Set exercise:
Print the records below, from the line holding "green river water | locate" through the line holding "0,0 -> 140,33", inclusive, with no changes.
[begin Supplied entries]
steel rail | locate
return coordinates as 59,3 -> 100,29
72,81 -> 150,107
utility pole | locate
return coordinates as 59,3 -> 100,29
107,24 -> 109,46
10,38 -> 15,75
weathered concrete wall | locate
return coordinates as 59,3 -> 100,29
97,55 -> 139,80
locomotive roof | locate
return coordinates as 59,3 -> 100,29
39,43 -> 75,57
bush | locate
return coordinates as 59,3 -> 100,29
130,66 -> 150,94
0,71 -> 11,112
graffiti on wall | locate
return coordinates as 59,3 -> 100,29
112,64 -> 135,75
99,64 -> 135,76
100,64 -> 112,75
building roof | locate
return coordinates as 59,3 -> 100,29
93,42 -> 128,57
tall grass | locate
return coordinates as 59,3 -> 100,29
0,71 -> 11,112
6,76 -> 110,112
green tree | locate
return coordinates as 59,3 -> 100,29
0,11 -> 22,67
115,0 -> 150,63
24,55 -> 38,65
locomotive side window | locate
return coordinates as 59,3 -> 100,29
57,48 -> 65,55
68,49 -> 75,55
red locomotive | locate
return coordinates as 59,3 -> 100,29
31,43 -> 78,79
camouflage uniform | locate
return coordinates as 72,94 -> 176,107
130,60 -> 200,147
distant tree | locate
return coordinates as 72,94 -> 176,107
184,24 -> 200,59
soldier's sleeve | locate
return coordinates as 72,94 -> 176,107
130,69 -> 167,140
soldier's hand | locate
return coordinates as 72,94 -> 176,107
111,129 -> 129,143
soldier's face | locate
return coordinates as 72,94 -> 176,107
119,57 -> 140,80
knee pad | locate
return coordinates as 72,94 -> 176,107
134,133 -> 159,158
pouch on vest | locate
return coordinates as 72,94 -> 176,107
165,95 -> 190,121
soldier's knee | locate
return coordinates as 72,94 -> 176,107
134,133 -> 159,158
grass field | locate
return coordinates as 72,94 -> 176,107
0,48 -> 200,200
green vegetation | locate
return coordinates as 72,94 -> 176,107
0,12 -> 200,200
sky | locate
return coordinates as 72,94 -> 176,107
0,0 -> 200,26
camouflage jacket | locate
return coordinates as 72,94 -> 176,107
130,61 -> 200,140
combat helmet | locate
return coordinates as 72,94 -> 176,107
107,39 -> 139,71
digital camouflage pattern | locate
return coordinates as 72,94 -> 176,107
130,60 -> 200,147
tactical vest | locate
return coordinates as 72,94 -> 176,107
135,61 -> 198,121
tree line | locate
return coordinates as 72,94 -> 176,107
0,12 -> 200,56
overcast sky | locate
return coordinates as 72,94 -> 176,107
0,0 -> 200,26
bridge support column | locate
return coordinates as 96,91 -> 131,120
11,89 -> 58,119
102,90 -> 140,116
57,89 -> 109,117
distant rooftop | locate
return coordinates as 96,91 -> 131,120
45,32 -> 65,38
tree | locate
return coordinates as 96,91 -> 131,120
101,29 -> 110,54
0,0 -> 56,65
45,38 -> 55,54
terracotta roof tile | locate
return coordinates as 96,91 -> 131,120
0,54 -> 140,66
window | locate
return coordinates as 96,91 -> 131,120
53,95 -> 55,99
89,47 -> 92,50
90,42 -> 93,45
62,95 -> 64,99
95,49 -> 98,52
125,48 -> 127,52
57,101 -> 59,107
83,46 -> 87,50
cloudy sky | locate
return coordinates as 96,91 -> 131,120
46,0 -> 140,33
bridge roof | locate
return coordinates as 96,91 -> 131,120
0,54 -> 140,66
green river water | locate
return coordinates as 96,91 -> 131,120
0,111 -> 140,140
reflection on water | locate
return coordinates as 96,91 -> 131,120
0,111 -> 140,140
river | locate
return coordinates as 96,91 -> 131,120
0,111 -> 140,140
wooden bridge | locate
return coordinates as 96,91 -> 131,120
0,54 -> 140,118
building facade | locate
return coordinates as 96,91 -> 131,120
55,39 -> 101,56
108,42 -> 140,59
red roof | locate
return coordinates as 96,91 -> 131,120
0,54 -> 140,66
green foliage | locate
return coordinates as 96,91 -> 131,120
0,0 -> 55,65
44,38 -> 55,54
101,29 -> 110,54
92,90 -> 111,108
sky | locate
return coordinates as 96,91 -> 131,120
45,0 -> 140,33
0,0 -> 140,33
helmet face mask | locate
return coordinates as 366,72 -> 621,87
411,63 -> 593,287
[end Supplied entries]
[begin Supplied entries]
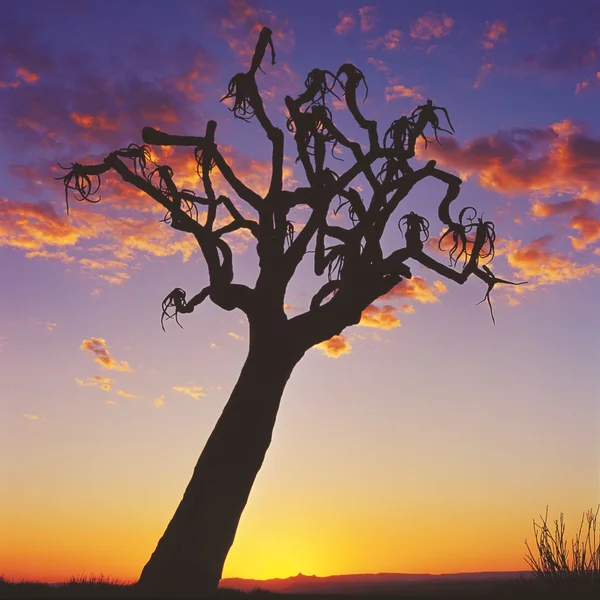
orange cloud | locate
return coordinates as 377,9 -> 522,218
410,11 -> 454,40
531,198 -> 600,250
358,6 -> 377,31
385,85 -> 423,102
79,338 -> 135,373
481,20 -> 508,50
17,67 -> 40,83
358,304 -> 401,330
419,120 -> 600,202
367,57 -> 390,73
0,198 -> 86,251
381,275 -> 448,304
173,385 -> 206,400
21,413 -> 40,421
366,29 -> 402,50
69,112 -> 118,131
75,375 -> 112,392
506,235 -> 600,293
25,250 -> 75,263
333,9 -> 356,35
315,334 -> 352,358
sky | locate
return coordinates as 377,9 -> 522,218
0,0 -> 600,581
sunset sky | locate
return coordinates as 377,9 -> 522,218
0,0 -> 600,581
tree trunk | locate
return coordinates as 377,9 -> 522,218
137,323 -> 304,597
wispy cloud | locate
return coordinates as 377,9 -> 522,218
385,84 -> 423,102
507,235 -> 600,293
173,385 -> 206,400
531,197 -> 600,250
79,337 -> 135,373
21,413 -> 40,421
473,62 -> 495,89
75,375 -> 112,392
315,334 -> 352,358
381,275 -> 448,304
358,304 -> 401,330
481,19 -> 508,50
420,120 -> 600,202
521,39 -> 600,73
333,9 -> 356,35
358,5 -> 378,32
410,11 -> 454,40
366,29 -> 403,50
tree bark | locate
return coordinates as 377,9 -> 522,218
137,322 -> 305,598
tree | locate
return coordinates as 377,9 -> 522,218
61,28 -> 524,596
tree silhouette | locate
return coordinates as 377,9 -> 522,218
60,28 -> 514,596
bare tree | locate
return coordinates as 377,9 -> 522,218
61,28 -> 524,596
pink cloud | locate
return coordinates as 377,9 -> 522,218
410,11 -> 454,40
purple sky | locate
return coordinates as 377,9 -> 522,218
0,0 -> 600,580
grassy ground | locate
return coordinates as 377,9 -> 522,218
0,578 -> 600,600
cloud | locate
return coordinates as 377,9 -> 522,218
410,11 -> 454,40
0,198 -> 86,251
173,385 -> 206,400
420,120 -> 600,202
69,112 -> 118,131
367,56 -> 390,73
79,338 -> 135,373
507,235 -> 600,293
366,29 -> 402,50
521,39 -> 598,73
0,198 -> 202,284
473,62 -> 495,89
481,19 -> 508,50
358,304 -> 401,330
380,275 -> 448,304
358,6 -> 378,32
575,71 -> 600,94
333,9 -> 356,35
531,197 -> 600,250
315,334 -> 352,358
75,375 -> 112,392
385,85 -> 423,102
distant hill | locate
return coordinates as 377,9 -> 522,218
[end Supplied entries]
[begin Supplied entries]
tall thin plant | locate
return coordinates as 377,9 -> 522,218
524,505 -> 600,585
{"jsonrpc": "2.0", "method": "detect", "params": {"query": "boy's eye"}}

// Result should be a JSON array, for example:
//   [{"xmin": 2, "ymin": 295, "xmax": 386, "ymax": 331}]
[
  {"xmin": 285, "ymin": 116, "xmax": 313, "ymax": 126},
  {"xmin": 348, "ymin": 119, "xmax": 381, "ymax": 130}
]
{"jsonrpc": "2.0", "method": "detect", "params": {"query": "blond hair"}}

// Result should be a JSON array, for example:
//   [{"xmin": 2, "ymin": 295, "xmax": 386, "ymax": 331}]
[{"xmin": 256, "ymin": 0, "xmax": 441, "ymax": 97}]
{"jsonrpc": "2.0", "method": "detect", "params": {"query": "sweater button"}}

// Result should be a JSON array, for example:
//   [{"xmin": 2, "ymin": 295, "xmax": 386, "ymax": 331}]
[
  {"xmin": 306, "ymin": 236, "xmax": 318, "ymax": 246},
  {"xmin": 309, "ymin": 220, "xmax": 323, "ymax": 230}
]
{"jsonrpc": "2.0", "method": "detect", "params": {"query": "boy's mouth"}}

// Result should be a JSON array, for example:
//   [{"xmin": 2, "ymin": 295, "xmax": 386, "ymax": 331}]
[end Supplied entries]
Result of this exercise:
green river water | locate
return coordinates as 96,91 -> 131,120
0,111 -> 140,140
reflection on water | locate
return coordinates as 96,91 -> 131,120
0,111 -> 140,140
river | locate
return coordinates as 96,91 -> 131,120
0,111 -> 140,140
wooden bridge | locate
return coordinates as 96,91 -> 131,120
0,54 -> 140,118
building facade | locate
return coordinates as 96,91 -> 131,120
55,39 -> 101,56
108,42 -> 140,59
red roof | locate
return coordinates as 96,91 -> 131,120
0,54 -> 140,66
green foliage | locate
return coordinates as 96,91 -> 131,120
0,0 -> 55,65
44,38 -> 55,54
101,29 -> 110,54
92,90 -> 111,108
sky | locate
return coordinates as 96,91 -> 131,120
45,0 -> 140,33
0,0 -> 140,33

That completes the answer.